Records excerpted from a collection
:::
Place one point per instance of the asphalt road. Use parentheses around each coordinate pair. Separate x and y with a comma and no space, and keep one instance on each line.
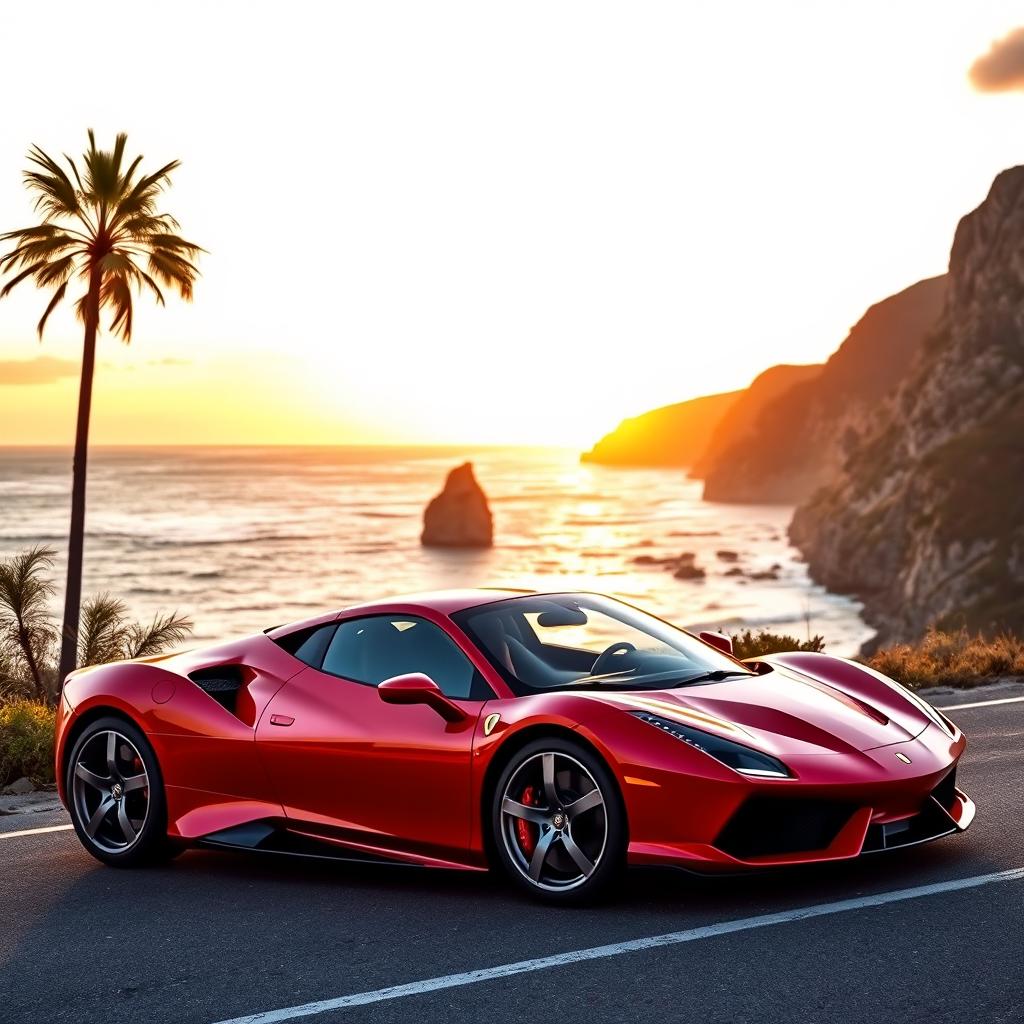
(216,936)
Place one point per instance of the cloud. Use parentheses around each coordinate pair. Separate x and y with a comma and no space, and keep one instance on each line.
(1001,69)
(42,370)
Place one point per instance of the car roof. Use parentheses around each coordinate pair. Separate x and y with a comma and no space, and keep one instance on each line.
(444,601)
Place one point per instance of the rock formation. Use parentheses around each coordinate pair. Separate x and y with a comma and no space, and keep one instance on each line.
(926,521)
(734,437)
(781,446)
(459,516)
(673,435)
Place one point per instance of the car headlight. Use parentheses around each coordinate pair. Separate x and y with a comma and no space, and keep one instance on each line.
(745,760)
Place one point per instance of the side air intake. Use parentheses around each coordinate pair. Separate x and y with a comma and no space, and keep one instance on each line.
(221,682)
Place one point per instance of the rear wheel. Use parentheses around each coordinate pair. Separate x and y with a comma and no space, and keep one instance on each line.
(558,823)
(116,796)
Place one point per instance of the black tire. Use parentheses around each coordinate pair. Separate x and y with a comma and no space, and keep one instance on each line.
(598,830)
(115,797)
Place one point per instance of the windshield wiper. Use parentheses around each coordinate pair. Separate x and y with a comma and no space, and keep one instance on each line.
(715,676)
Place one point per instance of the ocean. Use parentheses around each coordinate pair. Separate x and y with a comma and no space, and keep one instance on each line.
(242,539)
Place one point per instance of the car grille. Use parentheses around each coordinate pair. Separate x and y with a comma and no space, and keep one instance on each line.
(766,826)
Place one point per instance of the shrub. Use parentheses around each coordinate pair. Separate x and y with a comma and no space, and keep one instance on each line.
(751,644)
(956,658)
(29,637)
(26,740)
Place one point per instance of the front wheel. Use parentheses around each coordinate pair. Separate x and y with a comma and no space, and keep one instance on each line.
(116,796)
(558,822)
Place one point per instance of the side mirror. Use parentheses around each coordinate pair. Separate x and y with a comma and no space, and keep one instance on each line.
(719,640)
(415,687)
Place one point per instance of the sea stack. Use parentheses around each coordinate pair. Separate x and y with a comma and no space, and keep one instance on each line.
(459,516)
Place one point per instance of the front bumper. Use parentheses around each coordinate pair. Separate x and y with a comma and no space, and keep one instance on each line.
(838,808)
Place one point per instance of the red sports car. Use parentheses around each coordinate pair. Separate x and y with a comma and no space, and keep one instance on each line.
(561,736)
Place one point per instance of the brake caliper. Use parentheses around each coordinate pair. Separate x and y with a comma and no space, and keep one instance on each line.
(525,830)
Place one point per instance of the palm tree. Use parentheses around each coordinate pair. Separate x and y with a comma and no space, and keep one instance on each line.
(26,633)
(98,226)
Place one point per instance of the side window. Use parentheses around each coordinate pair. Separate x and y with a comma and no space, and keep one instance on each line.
(309,645)
(370,650)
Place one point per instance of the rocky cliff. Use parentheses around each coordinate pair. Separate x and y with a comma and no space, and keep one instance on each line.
(735,439)
(926,521)
(459,516)
(673,435)
(780,445)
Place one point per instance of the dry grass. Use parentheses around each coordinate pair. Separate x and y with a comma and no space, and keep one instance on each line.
(751,644)
(958,658)
(26,740)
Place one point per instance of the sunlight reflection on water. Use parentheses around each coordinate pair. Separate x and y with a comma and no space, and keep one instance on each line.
(243,539)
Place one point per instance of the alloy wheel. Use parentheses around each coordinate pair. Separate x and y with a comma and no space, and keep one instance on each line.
(111,791)
(554,821)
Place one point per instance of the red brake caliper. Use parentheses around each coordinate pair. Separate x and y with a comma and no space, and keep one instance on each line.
(525,830)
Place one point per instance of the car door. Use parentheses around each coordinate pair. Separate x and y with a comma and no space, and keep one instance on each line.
(379,775)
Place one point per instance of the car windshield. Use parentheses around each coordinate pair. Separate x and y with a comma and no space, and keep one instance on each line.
(563,641)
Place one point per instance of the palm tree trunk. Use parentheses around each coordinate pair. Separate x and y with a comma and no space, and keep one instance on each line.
(76,541)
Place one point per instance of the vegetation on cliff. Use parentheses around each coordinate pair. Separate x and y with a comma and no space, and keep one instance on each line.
(926,519)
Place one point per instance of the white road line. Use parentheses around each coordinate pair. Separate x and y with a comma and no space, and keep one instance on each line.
(35,832)
(617,948)
(981,704)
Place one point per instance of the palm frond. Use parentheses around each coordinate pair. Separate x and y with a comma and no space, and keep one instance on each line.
(56,195)
(27,636)
(163,632)
(14,282)
(118,206)
(101,630)
(116,293)
(56,299)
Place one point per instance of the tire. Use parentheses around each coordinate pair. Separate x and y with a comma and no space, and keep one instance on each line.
(558,822)
(116,796)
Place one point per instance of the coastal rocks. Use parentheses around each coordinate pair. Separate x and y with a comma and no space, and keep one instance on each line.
(673,435)
(682,566)
(688,569)
(459,516)
(800,437)
(926,520)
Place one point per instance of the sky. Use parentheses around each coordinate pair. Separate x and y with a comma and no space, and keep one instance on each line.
:::
- Prompt -
All lines from the one that contains "Place one point per instance of the palm frond." to the end of the records above are to be copied exactly; leave out the rest.

- Result -
Place one point per instance of the palm frond. Use parentheses around each coordinate pair. Separate x and y with a comma and no space, and keep one instance on each line.
(56,195)
(27,636)
(163,632)
(14,282)
(118,206)
(101,630)
(116,293)
(56,299)
Place one point per instance of the tire. Use parentheses around each coordinate pair. Separate x and y with a comma and no space, and keep one instance on each line.
(558,822)
(116,796)
Place one point per instance of the coastal rocks. Use parentheses around each coordinate pair. Separate x and y with a comma and no space, and keep one instance on each line.
(673,435)
(682,566)
(688,569)
(459,516)
(800,437)
(926,520)
Place one point per instance of the sky. Use parentheses around each coordinate pair. Separate x and y with a comma and no space, and keep one instance on each line.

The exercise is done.